(TASK):
Your result will be the set of lines with "candle", copied from the material below.

________________________

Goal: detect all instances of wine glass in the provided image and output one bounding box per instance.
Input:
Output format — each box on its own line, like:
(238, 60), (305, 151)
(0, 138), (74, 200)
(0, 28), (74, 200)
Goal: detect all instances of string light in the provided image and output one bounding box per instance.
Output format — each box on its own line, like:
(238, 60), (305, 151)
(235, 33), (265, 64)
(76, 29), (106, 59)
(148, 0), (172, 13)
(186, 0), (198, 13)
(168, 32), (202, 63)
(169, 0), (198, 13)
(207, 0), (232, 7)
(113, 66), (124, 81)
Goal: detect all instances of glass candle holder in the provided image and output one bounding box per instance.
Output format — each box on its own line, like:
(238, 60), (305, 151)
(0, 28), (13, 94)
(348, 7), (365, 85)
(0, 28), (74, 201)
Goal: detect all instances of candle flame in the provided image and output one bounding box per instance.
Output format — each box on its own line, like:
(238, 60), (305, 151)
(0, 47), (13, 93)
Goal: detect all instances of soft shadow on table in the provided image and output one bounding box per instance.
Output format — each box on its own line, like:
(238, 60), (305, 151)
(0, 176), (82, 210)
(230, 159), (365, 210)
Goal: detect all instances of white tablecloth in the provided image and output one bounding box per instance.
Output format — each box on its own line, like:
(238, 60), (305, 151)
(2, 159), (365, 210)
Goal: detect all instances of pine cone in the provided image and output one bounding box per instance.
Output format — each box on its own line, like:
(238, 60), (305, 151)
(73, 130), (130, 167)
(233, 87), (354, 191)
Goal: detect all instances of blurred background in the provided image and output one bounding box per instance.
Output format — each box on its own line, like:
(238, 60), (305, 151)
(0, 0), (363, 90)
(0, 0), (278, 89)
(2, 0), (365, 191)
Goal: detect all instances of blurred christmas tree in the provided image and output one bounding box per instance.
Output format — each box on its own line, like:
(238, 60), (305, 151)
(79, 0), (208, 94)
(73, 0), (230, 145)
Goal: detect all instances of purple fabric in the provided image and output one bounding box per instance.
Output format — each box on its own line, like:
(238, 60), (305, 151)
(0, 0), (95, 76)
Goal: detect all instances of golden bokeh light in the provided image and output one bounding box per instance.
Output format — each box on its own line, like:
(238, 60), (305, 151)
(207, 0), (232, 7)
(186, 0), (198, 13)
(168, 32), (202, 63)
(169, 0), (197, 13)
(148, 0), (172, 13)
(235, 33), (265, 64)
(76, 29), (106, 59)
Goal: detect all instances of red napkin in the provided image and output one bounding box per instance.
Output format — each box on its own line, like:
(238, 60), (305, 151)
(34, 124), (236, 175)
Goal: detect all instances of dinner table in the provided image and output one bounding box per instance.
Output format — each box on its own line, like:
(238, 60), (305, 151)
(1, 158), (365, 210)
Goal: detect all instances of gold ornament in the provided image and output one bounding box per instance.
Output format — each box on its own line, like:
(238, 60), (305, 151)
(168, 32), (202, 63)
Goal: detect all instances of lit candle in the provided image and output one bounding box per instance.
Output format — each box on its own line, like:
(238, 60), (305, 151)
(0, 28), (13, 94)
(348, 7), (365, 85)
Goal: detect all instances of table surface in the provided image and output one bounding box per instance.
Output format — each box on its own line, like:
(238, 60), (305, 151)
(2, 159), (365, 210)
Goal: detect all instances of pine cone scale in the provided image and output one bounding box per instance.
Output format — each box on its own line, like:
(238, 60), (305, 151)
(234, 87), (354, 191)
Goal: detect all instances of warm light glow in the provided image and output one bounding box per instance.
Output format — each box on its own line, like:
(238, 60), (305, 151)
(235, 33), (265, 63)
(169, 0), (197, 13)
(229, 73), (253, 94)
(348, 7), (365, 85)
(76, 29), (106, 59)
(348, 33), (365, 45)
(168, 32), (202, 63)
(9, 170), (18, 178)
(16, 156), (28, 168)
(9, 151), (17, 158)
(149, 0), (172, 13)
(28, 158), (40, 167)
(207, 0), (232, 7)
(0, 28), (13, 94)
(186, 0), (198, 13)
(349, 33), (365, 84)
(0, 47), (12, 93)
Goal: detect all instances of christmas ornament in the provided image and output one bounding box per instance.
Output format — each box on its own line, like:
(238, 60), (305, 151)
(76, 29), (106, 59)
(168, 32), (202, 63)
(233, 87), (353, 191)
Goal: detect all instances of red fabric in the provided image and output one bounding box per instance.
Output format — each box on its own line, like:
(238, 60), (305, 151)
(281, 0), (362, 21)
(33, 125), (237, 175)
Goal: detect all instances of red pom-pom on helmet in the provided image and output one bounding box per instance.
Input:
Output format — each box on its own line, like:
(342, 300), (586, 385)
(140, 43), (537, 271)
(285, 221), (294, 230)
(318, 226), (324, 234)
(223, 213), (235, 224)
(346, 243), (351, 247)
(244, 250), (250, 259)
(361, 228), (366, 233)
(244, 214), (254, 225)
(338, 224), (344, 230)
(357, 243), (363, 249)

________________________

(RESPONSE BELOW):
Goal: detect all instances of glass candle holder in the provided image and output one bounding box per instance.
Goal: detect all instances of candle flame in the provided image and output one bounding box per instance.
Goal: detect all instances of lit candle in the provided image and output one bounding box per instance.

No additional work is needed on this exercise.